Directions: All of the records below need to be copied exactly.

Task inputs:
※

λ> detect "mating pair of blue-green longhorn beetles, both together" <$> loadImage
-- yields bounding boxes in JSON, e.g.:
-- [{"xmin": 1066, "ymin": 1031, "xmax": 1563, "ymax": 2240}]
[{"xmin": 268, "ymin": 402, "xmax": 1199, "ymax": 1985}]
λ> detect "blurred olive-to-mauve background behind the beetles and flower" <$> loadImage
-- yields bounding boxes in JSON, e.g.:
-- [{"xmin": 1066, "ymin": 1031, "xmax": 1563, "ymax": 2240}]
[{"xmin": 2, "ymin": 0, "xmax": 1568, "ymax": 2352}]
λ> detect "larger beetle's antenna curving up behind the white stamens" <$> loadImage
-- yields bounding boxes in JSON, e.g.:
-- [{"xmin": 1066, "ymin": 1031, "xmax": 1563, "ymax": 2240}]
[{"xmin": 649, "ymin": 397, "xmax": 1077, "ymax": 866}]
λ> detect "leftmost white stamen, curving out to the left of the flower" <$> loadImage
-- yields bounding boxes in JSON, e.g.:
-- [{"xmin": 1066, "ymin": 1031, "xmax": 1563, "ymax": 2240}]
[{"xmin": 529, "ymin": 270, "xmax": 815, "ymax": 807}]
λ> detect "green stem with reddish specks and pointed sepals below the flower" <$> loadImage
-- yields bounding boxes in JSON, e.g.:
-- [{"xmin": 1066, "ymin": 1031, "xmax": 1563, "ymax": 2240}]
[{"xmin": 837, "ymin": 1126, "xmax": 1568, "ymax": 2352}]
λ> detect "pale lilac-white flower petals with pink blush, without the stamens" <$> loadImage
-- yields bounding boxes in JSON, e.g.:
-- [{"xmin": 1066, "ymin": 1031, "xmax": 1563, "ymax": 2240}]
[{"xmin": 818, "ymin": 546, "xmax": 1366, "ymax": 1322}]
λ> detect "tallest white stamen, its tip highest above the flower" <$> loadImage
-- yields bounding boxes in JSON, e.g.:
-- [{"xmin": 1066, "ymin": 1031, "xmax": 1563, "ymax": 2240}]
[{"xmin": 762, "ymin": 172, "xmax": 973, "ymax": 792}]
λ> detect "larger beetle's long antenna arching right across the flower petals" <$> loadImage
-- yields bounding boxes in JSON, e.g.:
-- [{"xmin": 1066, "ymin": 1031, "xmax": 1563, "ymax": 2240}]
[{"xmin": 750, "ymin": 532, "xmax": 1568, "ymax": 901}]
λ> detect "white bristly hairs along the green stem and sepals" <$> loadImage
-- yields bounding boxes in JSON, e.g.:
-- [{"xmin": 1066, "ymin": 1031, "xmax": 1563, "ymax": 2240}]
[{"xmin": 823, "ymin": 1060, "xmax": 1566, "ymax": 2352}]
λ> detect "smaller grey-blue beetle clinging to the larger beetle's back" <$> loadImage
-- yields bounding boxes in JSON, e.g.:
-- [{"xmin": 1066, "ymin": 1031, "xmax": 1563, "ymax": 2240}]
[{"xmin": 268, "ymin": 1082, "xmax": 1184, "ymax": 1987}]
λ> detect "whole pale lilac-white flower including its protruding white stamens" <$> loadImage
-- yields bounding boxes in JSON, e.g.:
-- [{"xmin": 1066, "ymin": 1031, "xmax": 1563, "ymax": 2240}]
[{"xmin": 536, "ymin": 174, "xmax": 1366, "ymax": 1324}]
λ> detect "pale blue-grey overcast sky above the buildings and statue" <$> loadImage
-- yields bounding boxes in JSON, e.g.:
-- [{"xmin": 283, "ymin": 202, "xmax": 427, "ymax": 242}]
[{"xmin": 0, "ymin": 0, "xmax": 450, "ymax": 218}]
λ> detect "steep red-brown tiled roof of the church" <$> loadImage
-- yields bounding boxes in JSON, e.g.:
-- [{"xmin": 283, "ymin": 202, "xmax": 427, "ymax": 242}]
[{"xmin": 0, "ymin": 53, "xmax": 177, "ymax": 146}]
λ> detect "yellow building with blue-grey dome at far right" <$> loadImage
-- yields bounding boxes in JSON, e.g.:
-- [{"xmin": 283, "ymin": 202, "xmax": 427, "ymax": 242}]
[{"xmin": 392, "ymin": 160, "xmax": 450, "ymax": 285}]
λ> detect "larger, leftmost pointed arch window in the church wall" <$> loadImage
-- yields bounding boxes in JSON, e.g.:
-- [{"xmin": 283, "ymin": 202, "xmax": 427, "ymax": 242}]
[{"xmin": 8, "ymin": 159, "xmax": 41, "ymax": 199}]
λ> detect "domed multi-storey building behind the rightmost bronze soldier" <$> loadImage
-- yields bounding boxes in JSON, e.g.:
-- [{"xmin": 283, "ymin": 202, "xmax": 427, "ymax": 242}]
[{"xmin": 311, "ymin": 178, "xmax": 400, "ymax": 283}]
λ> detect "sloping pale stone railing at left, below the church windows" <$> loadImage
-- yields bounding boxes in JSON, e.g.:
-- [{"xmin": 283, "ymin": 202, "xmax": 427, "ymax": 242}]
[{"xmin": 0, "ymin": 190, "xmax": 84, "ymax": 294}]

※

Solution:
λ> detect "mating pair of blue-green longhorn beetles, both together" <$> loadImage
-- yields bounding boxes in JSON, e.g.:
-- [{"xmin": 1066, "ymin": 1031, "xmax": 1563, "ymax": 2240}]
[{"xmin": 268, "ymin": 402, "xmax": 1199, "ymax": 1985}]
λ> detect "blurred olive-to-mauve background behind the beetles and flower" <$> loadImage
-- yields bounding boxes in JSON, e.g.:
-- [{"xmin": 1066, "ymin": 1031, "xmax": 1563, "ymax": 2240}]
[{"xmin": 2, "ymin": 0, "xmax": 1568, "ymax": 2352}]
λ> detect "larger beetle's antenna curving up behind the white stamens" <$> loadImage
-- yields bounding boxes in JSON, e.g.:
-- [{"xmin": 1066, "ymin": 1031, "xmax": 1563, "ymax": 2240}]
[{"xmin": 649, "ymin": 397, "xmax": 1077, "ymax": 866}]
λ> detect "leftmost white stamen, curving out to the left of the flower" <$> loadImage
-- yields bounding boxes in JSON, e.g.:
-- [{"xmin": 1066, "ymin": 1031, "xmax": 1563, "ymax": 2240}]
[{"xmin": 529, "ymin": 270, "xmax": 815, "ymax": 807}]
λ> detect "green stem with reddish specks and pointed sepals below the flower" <$> loadImage
-- yields bounding boxes in JSON, e.g.:
-- [{"xmin": 1066, "ymin": 1031, "xmax": 1563, "ymax": 2240}]
[{"xmin": 837, "ymin": 1126, "xmax": 1568, "ymax": 2352}]
λ> detect "pale lilac-white flower petals with pink blush, without the stamens" <$> loadImage
-- yields bounding boxes in JSON, e.g.:
-- [{"xmin": 1066, "ymin": 1031, "xmax": 1563, "ymax": 2240}]
[{"xmin": 818, "ymin": 546, "xmax": 1366, "ymax": 1322}]
λ> detect "tallest white stamen, its tip highest above the flower" <$> loadImage
-- yields bounding boxes in JSON, e.g.:
-- [{"xmin": 1066, "ymin": 1031, "xmax": 1563, "ymax": 2240}]
[{"xmin": 762, "ymin": 172, "xmax": 973, "ymax": 792}]
λ> detect "larger beetle's long antenna arching right across the flower petals" <$> loadImage
-- yields bounding boxes in JSON, e.g.:
-- [{"xmin": 1066, "ymin": 1031, "xmax": 1563, "ymax": 2240}]
[{"xmin": 750, "ymin": 532, "xmax": 1568, "ymax": 901}]
λ> detect "white bristly hairs along the green stem and sepals" <$> loadImage
-- yields bounding boxes in JSON, e.g.:
-- [{"xmin": 1066, "ymin": 1031, "xmax": 1563, "ymax": 2240}]
[{"xmin": 823, "ymin": 1060, "xmax": 1566, "ymax": 2352}]
λ> detect "smaller grey-blue beetle clinging to the larger beetle's back" <$> loadImage
-- yields bounding boxes in JSON, e.g.:
-- [{"xmin": 1066, "ymin": 1031, "xmax": 1563, "ymax": 2240}]
[{"xmin": 268, "ymin": 1082, "xmax": 1184, "ymax": 1987}]
λ> detect "whole pale lilac-white flower including its protruding white stamens" <$> loadImage
-- yields bounding boxes in JSON, e.g.:
-- [{"xmin": 1066, "ymin": 1031, "xmax": 1563, "ymax": 2240}]
[{"xmin": 536, "ymin": 174, "xmax": 1366, "ymax": 1324}]
λ> detect "pale blue-grey overcast sky above the buildings and statue" <$> loadImage
-- yields bounding boxes in JSON, e.g.:
-- [{"xmin": 283, "ymin": 202, "xmax": 427, "ymax": 242}]
[{"xmin": 0, "ymin": 0, "xmax": 450, "ymax": 218}]
λ> detect "steep red-brown tiled roof of the church" <$> loadImage
-- yields bounding boxes in JSON, e.g.:
-- [{"xmin": 283, "ymin": 202, "xmax": 427, "ymax": 242}]
[{"xmin": 0, "ymin": 53, "xmax": 177, "ymax": 146}]
λ> detect "yellow building with blue-grey dome at far right" <$> loadImage
-- yields bounding boxes in JSON, e.g.:
-- [{"xmin": 283, "ymin": 202, "xmax": 427, "ymax": 242}]
[{"xmin": 392, "ymin": 160, "xmax": 450, "ymax": 285}]
λ> detect "larger, leftmost pointed arch window in the church wall" <$> loadImage
-- yields bounding boxes in JSON, e.g.:
-- [{"xmin": 283, "ymin": 202, "xmax": 427, "ymax": 242}]
[{"xmin": 8, "ymin": 159, "xmax": 41, "ymax": 199}]
λ> detect "domed multi-storey building behind the rightmost bronze soldier" <$> loadImage
-- yields bounding boxes in JSON, e.g.:
-- [{"xmin": 283, "ymin": 202, "xmax": 427, "ymax": 242}]
[{"xmin": 311, "ymin": 178, "xmax": 400, "ymax": 283}]
λ> detect "sloping pale stone railing at left, below the church windows" <$> loadImage
-- yields bounding boxes in JSON, e.g.:
-- [{"xmin": 283, "ymin": 202, "xmax": 427, "ymax": 242}]
[{"xmin": 0, "ymin": 190, "xmax": 84, "ymax": 294}]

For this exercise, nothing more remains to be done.